EXTRACT>
+++

Very moving story… I was in disbelief the first time Denise told me this story. As a father of 2 (almost 3) boys, it breaks my heart to hear of someone losing a child…
Denise, my heart goes out to you. What a heart wrenching journey for you and your husband.
I am glad you chose to write about Katie, so that you could share her story.
Thank you for your courage, and I am so sorry for your loss
Thank you for sharing this and I am blown away by your courage. So sorry to hear about your beautiful daughter but how amazing that you turned such a tragic event into an inspirational journey.
Living in San Francisco in the late 80′s I remember what a shock and what an epidemic the AIDS virus was (is). I lost many friends and friends of friends to this disease. I have to echo Claire’s sentiment: I, too, am blown away by your courage. Thank you for being a role model.
An incredible story. And it shows your courage in speaking about these events while dealing with the tragedy of losing a child.
Hi Denise – thank you so much for sharing your story. I am deeply moved by the sorrow as much as the hope. HIV is among the weakest of infections – you may never know how many of those infections were just crushed by one single posting of your story. Thank you.
Hi Denise. Please send me an email when you have a moment: anyasoltero@yahoo.com. I would love to relate with you. Warmly, Anya
@Mateo Ohh I would be so grateful for that! I dream of a world free from AIDS and would be so blessed if one person lived because of this story.
You are so strong for sharing your story. My hear goes out to you and your family. You are remembering Katie in the most precious way by telling her story.
Thank you so much for your beautiful comment today. I didnt spend much time thinking of World AIDS Day before Katie died and by that I think I was ignorant. It is a hard way to learn a lesson! Today my heart goes out to all mothers who have lost any children from any illness.

+++

LISTED ENTRIES>
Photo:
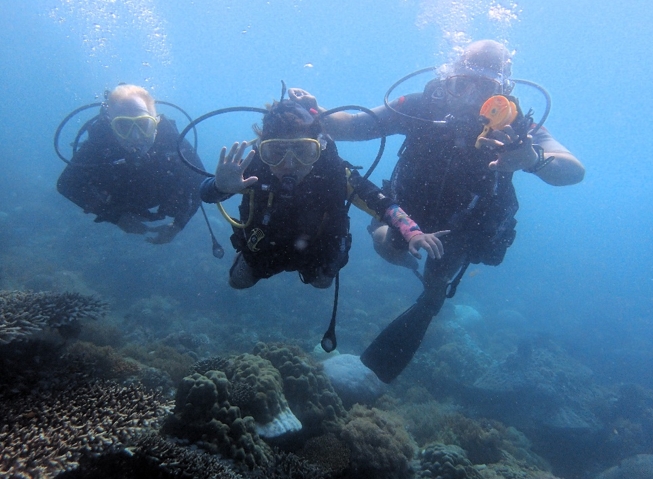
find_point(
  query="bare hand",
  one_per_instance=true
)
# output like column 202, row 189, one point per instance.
column 303, row 97
column 429, row 242
column 510, row 159
column 230, row 169
column 133, row 224
column 164, row 233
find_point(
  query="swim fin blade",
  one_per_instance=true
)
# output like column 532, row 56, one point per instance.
column 393, row 349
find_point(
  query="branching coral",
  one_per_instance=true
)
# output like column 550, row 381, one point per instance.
column 23, row 313
column 150, row 455
column 50, row 429
column 445, row 462
column 380, row 446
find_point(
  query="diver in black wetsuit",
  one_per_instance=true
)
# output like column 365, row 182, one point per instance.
column 129, row 166
column 445, row 181
column 294, row 212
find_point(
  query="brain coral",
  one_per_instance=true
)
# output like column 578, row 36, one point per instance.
column 307, row 389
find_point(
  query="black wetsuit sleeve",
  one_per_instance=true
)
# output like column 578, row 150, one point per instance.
column 210, row 193
column 182, row 199
column 84, row 181
column 365, row 195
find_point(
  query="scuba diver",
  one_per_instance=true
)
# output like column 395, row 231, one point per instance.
column 296, row 193
column 454, row 173
column 128, row 171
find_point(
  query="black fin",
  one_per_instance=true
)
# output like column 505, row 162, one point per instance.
column 392, row 350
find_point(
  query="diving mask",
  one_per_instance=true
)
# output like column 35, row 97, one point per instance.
column 463, row 85
column 123, row 126
column 305, row 150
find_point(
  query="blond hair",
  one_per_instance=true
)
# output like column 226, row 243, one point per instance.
column 124, row 92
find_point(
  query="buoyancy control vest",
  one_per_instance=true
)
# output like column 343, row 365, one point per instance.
column 443, row 182
column 304, row 228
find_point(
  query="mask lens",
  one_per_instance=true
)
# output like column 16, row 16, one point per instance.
column 124, row 125
column 146, row 124
column 461, row 85
column 305, row 150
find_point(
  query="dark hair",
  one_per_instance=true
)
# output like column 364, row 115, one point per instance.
column 287, row 118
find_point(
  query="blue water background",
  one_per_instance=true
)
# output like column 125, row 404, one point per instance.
column 581, row 268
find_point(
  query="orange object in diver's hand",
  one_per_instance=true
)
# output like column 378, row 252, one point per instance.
column 499, row 113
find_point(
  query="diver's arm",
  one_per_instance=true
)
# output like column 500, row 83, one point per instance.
column 228, row 179
column 353, row 126
column 540, row 155
column 556, row 165
column 564, row 169
column 369, row 198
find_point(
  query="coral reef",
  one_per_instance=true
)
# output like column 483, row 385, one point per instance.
column 149, row 455
column 538, row 387
column 100, row 361
column 445, row 462
column 636, row 467
column 328, row 451
column 203, row 413
column 49, row 429
column 23, row 313
column 380, row 446
column 306, row 388
column 165, row 358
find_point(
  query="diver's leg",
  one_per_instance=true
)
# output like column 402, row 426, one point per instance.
column 395, row 346
column 241, row 275
column 384, row 244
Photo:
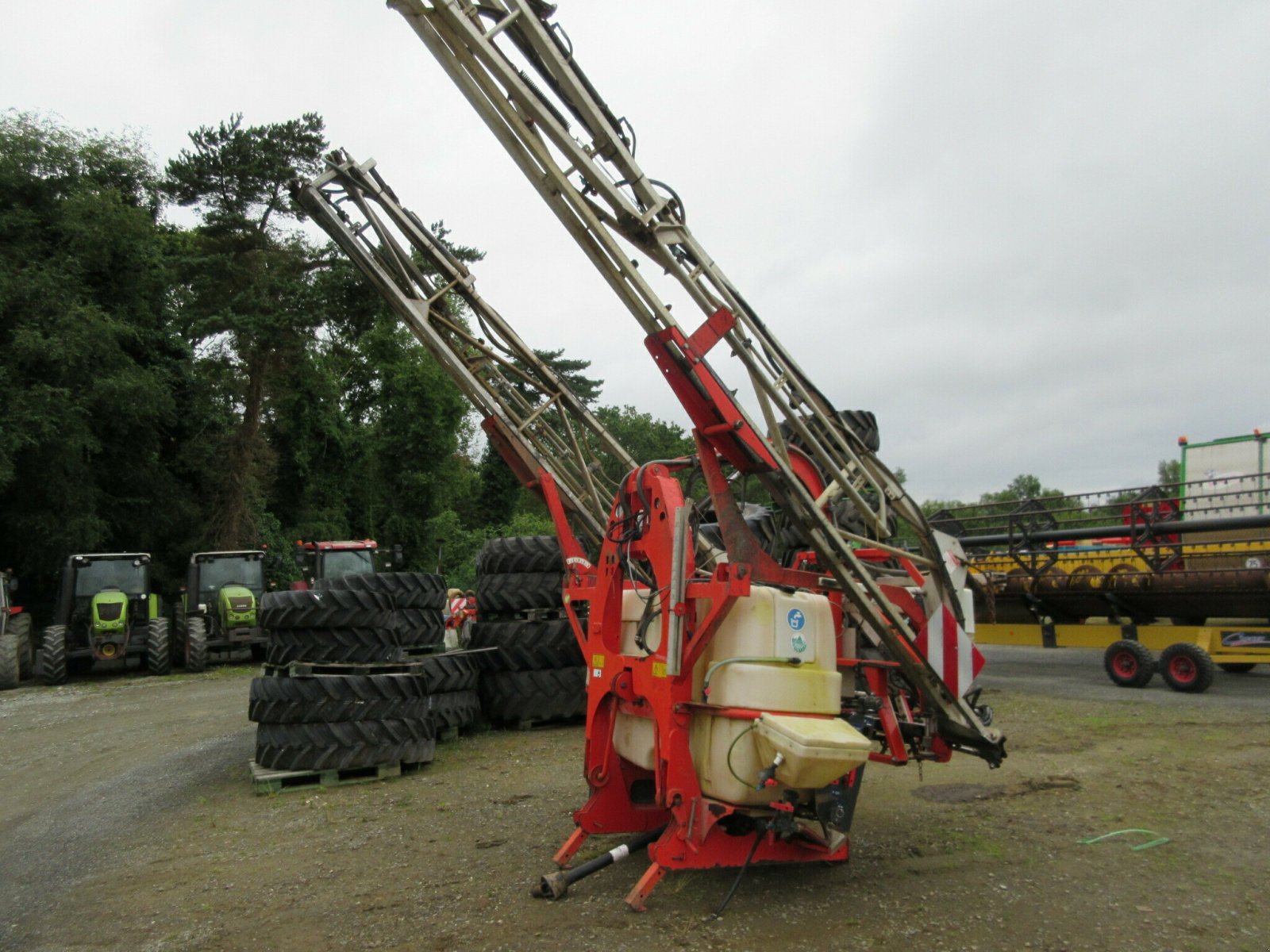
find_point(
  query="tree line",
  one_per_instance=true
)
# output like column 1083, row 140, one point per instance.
column 229, row 384
column 232, row 384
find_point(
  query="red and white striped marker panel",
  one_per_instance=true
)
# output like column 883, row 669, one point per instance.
column 950, row 651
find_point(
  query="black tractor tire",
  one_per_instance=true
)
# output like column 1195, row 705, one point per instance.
column 158, row 651
column 518, row 592
column 526, row 647
column 455, row 708
column 10, row 662
column 196, row 645
column 340, row 746
column 19, row 626
column 1187, row 668
column 533, row 696
column 520, row 554
column 448, row 673
column 342, row 697
column 419, row 626
column 408, row 589
column 1128, row 664
column 333, row 645
column 52, row 655
column 329, row 608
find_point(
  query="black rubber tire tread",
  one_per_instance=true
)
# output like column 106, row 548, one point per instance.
column 455, row 708
column 516, row 592
column 333, row 645
column 52, row 655
column 158, row 651
column 526, row 645
column 338, row 697
column 533, row 696
column 333, row 608
column 408, row 589
column 338, row 746
column 194, row 645
column 1202, row 666
column 10, row 662
column 448, row 673
column 520, row 554
column 419, row 626
column 19, row 625
column 1128, row 664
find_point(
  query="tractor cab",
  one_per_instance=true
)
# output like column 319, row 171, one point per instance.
column 330, row 560
column 106, row 611
column 217, row 608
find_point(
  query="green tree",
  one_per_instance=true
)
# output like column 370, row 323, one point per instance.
column 97, row 386
column 245, row 298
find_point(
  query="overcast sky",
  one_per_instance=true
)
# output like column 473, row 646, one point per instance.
column 1032, row 238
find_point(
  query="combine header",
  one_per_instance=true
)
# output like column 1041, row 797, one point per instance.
column 745, row 664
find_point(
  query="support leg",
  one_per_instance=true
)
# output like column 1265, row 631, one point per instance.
column 647, row 884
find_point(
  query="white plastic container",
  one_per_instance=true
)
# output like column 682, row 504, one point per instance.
column 816, row 750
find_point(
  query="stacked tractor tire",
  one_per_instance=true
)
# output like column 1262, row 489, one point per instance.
column 351, row 679
column 531, row 666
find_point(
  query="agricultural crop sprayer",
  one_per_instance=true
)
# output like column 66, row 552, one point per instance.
column 745, row 664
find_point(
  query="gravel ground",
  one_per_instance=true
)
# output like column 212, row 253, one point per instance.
column 130, row 823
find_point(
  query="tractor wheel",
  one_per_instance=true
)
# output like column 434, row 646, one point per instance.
column 329, row 608
column 340, row 746
column 158, row 651
column 1187, row 666
column 455, row 708
column 19, row 626
column 10, row 662
column 533, row 696
column 448, row 673
column 52, row 655
column 1128, row 664
column 333, row 645
column 408, row 589
column 380, row 697
column 516, row 592
column 196, row 645
column 526, row 647
column 419, row 626
column 520, row 554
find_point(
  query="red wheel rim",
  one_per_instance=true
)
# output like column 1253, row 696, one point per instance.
column 1183, row 670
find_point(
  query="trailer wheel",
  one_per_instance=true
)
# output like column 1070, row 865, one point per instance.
column 52, row 655
column 1187, row 666
column 196, row 645
column 1128, row 664
column 334, row 697
column 10, row 662
column 158, row 651
column 520, row 554
column 340, row 746
column 19, row 626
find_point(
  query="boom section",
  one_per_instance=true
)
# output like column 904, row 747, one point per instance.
column 518, row 70
column 530, row 414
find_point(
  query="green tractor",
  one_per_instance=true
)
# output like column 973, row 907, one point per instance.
column 106, row 611
column 16, row 654
column 217, row 607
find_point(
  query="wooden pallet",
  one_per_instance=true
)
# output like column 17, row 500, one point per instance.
column 317, row 670
column 266, row 781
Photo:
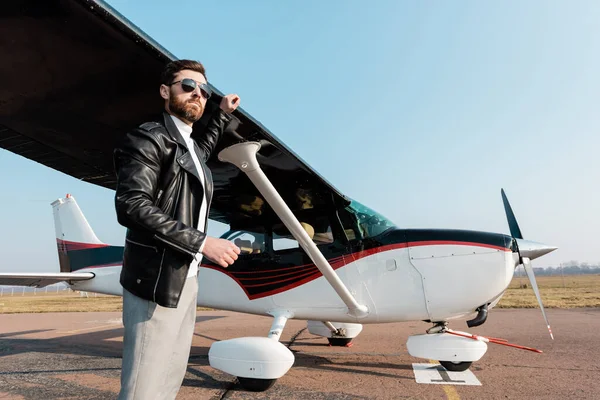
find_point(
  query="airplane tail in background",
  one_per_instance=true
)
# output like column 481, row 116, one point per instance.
column 78, row 245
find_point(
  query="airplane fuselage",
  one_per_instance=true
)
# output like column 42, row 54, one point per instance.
column 403, row 275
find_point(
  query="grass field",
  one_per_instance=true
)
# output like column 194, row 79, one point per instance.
column 557, row 292
column 570, row 291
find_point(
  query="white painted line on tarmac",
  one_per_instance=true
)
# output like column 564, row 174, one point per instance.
column 437, row 375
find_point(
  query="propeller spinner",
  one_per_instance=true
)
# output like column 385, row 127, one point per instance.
column 527, row 251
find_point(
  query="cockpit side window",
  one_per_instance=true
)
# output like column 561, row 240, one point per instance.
column 362, row 222
column 249, row 242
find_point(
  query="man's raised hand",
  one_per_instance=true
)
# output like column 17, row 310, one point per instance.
column 229, row 103
column 221, row 251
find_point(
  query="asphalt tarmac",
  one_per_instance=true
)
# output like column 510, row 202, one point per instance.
column 77, row 356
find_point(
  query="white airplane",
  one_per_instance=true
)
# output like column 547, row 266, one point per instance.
column 405, row 277
column 309, row 252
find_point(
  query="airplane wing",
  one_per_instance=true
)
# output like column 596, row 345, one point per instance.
column 40, row 280
column 81, row 75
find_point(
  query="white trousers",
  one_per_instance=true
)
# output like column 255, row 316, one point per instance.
column 156, row 345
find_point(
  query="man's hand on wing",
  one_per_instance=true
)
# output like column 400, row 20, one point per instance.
column 229, row 103
column 221, row 251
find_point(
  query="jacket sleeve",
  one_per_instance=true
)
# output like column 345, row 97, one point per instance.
column 138, row 166
column 212, row 133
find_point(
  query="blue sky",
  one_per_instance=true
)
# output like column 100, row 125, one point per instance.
column 420, row 110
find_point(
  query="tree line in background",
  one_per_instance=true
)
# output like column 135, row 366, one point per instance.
column 569, row 268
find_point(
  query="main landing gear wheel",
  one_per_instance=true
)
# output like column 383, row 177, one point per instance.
column 341, row 342
column 256, row 385
column 456, row 366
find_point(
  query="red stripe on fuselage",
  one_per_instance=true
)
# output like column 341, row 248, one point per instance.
column 346, row 259
column 73, row 246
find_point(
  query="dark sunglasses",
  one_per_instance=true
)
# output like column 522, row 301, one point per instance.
column 189, row 85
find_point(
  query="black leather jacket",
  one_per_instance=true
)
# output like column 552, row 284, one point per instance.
column 158, row 199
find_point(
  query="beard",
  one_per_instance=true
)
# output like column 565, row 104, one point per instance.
column 185, row 110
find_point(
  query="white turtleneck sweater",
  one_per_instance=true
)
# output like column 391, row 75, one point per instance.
column 186, row 132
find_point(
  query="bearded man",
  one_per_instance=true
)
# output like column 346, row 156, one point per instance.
column 164, row 190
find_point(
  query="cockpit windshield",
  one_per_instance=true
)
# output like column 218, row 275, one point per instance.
column 370, row 223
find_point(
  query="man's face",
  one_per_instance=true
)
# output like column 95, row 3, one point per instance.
column 187, row 106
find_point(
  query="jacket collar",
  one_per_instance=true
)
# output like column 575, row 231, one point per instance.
column 185, row 160
column 173, row 131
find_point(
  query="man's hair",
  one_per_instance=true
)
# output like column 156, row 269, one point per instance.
column 179, row 65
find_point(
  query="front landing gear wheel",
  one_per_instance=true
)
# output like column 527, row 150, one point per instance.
column 456, row 366
column 256, row 385
column 335, row 341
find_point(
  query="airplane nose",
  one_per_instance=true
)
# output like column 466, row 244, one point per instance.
column 533, row 250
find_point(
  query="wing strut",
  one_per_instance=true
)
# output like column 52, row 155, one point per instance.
column 243, row 156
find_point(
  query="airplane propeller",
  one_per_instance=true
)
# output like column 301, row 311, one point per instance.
column 528, row 251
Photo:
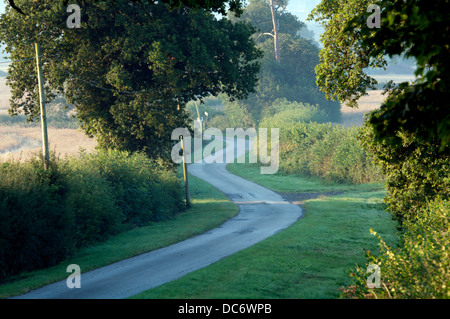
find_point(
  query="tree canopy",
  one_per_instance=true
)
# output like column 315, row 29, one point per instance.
column 131, row 67
column 294, row 77
column 409, row 135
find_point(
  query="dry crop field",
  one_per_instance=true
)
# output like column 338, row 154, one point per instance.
column 22, row 142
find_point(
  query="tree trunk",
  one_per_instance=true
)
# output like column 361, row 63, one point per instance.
column 275, row 32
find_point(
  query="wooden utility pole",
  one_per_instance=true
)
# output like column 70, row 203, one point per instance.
column 42, row 104
column 185, row 173
column 275, row 32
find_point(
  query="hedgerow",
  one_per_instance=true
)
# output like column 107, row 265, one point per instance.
column 47, row 214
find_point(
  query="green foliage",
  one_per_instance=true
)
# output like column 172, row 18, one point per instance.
column 412, row 29
column 289, row 113
column 340, row 73
column 420, row 267
column 33, row 223
column 131, row 67
column 212, row 105
column 293, row 78
column 331, row 152
column 416, row 171
column 45, row 215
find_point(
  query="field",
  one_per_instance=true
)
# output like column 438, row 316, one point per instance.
column 22, row 142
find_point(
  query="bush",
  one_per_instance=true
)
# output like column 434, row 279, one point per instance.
column 47, row 214
column 327, row 151
column 420, row 267
column 290, row 113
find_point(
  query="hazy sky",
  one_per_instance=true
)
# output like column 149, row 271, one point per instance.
column 300, row 8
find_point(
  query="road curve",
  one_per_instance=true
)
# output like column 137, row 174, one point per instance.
column 262, row 214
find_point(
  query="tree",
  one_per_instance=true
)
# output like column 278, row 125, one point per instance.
column 293, row 77
column 131, row 67
column 409, row 135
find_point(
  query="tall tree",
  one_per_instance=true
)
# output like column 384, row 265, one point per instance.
column 410, row 134
column 293, row 76
column 131, row 67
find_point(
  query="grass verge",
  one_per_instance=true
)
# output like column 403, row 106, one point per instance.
column 210, row 208
column 310, row 259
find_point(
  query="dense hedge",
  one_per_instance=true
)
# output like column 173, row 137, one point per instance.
column 416, row 171
column 45, row 215
column 420, row 267
column 327, row 151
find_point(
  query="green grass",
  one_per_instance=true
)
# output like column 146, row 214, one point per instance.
column 310, row 259
column 210, row 208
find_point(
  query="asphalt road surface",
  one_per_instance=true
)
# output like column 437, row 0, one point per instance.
column 262, row 214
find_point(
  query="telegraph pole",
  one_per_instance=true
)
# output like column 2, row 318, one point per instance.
column 42, row 105
column 185, row 173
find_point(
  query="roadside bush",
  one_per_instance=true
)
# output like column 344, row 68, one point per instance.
column 420, row 267
column 33, row 220
column 46, row 214
column 284, row 112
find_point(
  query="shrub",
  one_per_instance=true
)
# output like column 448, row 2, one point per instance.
column 33, row 220
column 45, row 214
column 288, row 113
column 327, row 151
column 420, row 267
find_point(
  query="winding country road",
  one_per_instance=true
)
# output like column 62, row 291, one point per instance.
column 262, row 214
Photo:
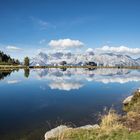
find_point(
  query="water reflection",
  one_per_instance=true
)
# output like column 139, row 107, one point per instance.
column 26, row 72
column 75, row 78
column 4, row 73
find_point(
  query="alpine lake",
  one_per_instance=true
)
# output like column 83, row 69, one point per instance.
column 33, row 101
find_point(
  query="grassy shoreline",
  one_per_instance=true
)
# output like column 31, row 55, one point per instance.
column 112, row 126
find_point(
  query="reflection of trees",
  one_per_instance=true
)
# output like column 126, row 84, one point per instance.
column 4, row 74
column 26, row 72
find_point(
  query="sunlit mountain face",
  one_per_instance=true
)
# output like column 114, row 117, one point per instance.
column 31, row 99
column 102, row 59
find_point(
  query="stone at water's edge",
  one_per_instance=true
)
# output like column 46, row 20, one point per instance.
column 128, row 99
column 56, row 132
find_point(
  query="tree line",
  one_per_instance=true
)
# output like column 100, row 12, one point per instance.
column 6, row 59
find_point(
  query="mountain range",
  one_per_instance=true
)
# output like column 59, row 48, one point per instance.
column 103, row 59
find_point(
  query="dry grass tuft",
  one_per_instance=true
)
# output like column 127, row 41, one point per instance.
column 110, row 122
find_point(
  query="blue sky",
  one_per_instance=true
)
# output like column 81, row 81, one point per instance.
column 29, row 25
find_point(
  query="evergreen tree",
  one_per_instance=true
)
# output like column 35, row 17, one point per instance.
column 26, row 61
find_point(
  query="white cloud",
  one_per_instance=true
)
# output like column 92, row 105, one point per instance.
column 13, row 48
column 121, row 50
column 42, row 41
column 13, row 81
column 65, row 44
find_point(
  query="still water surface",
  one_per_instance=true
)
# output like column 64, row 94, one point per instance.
column 32, row 102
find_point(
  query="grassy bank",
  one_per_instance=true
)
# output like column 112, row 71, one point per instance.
column 112, row 126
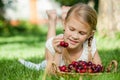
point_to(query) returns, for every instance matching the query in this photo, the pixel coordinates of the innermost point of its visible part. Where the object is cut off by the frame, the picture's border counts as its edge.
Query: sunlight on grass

+++

Answer these from the comments above:
(a) How many boys does the writer of the first comment say he is a father of?
(b) In which city did one commenter live in the late 80′s?
(c) What day does the last comment say the writer didn't spend much time thinking of before Katie died?

TASK OUTPUT>
(a) 2 (almost 3)
(b) San Francisco
(c) World AIDS Day